Task to complete:
Copy out exactly the lines from the start of the data to the line containing "of the wooden". Include both.

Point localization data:
************

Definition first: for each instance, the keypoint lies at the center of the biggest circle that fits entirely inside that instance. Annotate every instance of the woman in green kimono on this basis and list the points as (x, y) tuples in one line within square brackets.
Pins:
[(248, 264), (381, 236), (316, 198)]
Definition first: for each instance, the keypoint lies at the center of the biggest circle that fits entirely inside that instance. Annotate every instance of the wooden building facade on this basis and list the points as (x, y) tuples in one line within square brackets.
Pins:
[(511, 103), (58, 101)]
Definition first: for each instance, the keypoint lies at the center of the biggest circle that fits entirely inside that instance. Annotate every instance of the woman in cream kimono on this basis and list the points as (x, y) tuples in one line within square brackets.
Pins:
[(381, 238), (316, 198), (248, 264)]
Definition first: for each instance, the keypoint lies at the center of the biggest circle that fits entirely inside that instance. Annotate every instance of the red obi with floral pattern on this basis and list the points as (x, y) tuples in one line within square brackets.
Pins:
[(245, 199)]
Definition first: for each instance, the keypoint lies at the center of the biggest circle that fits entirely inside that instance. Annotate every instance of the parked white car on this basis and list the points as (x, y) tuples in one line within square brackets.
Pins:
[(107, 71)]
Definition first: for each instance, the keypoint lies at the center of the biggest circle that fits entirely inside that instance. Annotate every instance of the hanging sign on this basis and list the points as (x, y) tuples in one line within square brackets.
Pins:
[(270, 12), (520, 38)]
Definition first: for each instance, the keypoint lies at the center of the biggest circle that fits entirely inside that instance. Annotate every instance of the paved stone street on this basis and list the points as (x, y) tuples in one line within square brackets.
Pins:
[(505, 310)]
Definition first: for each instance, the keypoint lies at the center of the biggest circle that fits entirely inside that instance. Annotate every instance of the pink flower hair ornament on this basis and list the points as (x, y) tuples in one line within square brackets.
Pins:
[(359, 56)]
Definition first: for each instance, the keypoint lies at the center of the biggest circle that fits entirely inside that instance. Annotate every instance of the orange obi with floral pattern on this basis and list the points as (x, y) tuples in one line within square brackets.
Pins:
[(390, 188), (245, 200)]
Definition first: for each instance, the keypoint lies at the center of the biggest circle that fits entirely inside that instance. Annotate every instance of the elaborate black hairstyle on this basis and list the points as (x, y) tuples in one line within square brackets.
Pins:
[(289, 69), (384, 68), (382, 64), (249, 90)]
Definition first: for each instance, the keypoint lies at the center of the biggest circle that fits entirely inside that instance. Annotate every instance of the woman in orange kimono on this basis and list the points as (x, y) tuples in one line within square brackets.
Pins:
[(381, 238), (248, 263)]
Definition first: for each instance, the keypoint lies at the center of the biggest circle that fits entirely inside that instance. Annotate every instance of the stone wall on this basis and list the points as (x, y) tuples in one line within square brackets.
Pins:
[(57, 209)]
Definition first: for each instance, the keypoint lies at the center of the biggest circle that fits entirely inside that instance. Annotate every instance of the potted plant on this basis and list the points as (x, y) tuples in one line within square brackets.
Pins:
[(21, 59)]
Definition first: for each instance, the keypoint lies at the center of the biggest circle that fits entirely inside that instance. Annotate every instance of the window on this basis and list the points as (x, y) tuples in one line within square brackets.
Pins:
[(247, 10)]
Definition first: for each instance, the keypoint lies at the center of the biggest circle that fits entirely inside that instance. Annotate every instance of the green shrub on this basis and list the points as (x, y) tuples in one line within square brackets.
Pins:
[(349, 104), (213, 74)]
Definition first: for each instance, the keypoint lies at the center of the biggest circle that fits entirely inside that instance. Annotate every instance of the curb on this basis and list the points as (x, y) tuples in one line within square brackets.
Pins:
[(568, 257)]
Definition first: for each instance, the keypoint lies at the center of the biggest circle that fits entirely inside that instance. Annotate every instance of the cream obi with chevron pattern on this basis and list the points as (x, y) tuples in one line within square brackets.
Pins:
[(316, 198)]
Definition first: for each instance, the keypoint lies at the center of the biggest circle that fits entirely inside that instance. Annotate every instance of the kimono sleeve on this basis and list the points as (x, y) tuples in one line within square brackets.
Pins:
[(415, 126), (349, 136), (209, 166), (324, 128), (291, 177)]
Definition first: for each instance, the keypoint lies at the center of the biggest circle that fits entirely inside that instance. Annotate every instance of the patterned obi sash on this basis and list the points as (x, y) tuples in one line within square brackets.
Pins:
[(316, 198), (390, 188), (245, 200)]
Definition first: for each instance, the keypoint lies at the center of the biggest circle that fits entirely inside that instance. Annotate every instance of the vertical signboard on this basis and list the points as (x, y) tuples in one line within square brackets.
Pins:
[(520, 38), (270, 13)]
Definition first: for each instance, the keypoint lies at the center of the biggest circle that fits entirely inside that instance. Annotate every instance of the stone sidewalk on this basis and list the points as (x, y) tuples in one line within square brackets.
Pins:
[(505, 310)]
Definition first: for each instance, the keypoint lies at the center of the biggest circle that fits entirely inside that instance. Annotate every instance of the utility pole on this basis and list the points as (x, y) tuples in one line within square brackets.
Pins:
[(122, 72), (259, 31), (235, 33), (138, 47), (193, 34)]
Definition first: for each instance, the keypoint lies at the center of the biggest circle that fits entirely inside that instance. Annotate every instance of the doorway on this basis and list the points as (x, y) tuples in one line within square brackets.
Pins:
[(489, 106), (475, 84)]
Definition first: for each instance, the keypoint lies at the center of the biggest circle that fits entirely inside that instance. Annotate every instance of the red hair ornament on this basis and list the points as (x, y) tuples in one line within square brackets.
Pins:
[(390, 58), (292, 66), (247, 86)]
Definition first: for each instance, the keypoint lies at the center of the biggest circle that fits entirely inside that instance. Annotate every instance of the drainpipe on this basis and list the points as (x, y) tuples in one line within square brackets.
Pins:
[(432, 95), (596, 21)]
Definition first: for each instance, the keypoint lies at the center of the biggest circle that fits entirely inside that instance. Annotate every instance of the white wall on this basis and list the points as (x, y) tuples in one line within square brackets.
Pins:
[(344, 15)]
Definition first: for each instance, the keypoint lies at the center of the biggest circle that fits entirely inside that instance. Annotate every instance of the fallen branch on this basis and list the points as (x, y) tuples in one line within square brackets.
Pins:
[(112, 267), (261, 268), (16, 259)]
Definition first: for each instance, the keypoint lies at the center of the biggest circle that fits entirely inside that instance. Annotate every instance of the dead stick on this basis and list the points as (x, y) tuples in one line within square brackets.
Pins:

************

Reply to the exercise:
Definition first: for each instance, the keypoint lies at the center of the biggest circle that fits entirely inside that instance. Annotate every instance of the woman in green kimono on this basis and list the points as (x, y) tuples in one line within square brackets.
Pins:
[(248, 264), (381, 236), (316, 198)]
Definition first: for each instance, the keypoint lies at the center of the biggest circle that fits entirely inside that instance. Annotate every instance of the wooden building facade on this basis and list the points as (x, y) tuples in one line within square brackets.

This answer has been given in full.